Text block
Preparations of m9, m36, and m36.4 were quantified by Coomassie blue staining and gp120/CD4 capture enzyme-linked immunosorbent assay (ELISA). FLSC (CD4-gp120) leached from column was removed by an additional passage over an RSA column. The amount of RSA leached from the column was insignificant.

Although LPS levels were not measured following purification from E. coli, similar antibody fragments purified previously had <10 EU/mg of protein.

Gp120/CD4 binding (capture ELISA)

A sheep antibody, D7324 (Aalto Bio Reagents), which binds to a motif (amino acid 497–511) in the envelope gene gp120, was coated on ELISA plates at 2°C–8°C, at a concentration of 2 μg/ml, overnight. Plates were then washed with Tris-buffered saline with Tween (TBST) and blocked with 5% skim milk. FLSC (a gp120/CD4 complex), at a concentration of 0.2 μg/ml in PBS, was captured on D7324 and the plate was washed with TBST. Titrated samples of m9, m36, and m36.4 solution were overlaid onto the FLSC, incubated for 1 h, and washed with TBST. All antibody fragments bound to FLSC and were detected using the horseradish peroxidase (HRP)-conjugated mouse anti-FLAG antibody (clone M2; Sigma).

Peripheral blood mononuclear cell neutralization assay (p24 assay)

Human peripheral blood mononuclear cells (PBMCs) were purchased from SeraCare Life Sciences, Inc. HIV-1_BaL virus was initially received from the NIH AIDS Reagents Program and later grown by Profectus Biosciences for laboratory use. PBMCs were infected with HIV-1_BaL at a multiplicity of infection of 0.01 in the presence of m36.4 (purified as described above) with desired concentrations. The mixture was incubated at 37°C for 1 week, and the supernatant was lysed using 1% Triton X-100 and quantified for p24 presence by using a p24 capture ELISA developed at Profectus BioSciences, Inc. Plates were coated with 3 μg/ml mouse monoclonal anti-p24 antibody (clone 39/6.14 by ZeptoMetrix) washed with TBST, blocked with 5% casein and 4% rabbit serum, washed with TBST, overlaid with the lysed p24 containing supernatant, incubated for 1 h, and washed with TBST. Bound p24 was detected using the HRP-conjugated rabbit polyclonal anti-p24 antibody (1303-P; ImmunoDX, LLC).

Dataset content
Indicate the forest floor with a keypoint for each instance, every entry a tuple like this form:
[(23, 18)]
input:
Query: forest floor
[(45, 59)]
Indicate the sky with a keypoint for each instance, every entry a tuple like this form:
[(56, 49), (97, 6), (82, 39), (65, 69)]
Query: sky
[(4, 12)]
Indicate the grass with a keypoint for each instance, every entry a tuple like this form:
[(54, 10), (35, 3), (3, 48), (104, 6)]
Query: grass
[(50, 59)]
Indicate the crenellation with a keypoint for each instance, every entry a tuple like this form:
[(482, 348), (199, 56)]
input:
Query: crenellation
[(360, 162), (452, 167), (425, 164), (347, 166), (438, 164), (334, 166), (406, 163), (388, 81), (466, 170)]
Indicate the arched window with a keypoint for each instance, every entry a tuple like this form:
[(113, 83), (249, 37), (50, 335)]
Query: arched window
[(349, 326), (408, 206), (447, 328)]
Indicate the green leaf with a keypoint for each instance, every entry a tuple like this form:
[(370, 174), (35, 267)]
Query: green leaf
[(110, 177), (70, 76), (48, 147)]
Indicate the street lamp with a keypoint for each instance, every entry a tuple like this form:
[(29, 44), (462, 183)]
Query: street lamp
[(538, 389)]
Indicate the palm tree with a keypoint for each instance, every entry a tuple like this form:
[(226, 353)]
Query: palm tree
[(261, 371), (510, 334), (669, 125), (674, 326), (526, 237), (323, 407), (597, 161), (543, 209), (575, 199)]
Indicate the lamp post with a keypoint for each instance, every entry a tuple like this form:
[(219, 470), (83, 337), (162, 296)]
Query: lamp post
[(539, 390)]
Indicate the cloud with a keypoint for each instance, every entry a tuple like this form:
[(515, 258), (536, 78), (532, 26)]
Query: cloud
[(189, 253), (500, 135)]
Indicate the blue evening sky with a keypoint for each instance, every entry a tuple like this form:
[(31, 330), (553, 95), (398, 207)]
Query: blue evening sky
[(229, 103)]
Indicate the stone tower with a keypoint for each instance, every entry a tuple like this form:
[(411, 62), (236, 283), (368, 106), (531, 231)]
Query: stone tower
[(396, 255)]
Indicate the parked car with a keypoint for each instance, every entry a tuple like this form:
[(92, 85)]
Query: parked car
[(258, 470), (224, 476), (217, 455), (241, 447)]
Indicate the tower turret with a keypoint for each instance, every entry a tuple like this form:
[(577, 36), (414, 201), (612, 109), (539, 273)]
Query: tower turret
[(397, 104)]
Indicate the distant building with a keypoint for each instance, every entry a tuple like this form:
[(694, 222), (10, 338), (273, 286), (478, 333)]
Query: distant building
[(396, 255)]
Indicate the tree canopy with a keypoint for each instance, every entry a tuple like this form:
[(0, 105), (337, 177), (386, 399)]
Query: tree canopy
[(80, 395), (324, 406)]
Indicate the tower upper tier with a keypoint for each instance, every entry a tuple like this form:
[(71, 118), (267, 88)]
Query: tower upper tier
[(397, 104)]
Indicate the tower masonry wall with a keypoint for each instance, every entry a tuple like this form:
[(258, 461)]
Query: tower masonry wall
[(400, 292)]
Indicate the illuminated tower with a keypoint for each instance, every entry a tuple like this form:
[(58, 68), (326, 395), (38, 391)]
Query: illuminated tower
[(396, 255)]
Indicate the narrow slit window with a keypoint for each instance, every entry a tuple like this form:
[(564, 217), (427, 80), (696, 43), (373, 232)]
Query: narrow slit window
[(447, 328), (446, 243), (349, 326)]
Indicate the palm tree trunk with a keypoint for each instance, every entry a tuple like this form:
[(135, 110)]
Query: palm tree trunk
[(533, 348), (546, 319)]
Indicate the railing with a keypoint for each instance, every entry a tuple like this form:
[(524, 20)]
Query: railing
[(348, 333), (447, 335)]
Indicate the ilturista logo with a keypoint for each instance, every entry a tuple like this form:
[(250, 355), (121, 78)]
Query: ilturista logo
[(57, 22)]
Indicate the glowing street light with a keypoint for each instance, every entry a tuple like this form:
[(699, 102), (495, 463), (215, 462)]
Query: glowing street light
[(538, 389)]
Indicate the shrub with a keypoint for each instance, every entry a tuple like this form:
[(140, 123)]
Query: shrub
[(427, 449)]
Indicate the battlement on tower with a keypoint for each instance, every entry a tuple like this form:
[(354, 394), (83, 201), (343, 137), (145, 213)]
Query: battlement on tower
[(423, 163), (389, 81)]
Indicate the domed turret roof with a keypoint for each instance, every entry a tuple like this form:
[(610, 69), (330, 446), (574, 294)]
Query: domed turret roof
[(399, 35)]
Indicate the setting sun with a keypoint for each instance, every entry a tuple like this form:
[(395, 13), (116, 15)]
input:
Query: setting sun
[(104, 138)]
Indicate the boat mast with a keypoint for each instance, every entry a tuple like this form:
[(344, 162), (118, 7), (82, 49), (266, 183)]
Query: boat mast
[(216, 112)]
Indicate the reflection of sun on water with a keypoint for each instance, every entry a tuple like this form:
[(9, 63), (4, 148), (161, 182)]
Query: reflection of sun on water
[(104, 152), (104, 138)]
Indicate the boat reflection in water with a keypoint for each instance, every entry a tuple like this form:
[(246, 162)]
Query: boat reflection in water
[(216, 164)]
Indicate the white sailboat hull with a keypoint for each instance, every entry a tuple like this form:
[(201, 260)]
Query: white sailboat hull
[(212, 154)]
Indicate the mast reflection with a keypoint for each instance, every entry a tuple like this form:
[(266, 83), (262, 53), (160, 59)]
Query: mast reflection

Activity
Write out the passage from the antibody assay methods word for word, starting at "Gp120/CD4 binding (capture" and ending at "(clone M2; Sigma).".

Exercise result
Gp120/CD4 binding (capture ELISA)

A sheep antibody, D7324 (Aalto Bio Reagents), which binds to a motif (amino acid 497–511) in the envelope gene gp120, was coated on ELISA plates at 2°C–8°C, at a concentration of 2 μg/ml, overnight. Plates were then washed with Tris-buffered saline with Tween (TBST) and blocked with 5% skim milk. FLSC (a gp120/CD4 complex), at a concentration of 0.2 μg/ml in PBS, was captured on D7324 and the plate was washed with TBST. Titrated samples of m9, m36, and m36.4 solution were overlaid onto the FLSC, incubated for 1 h, and washed with TBST. All antibody fragments bound to FLSC and were detected using the horseradish peroxidase (HRP)-conjugated mouse anti-FLAG antibody (clone M2; Sigma).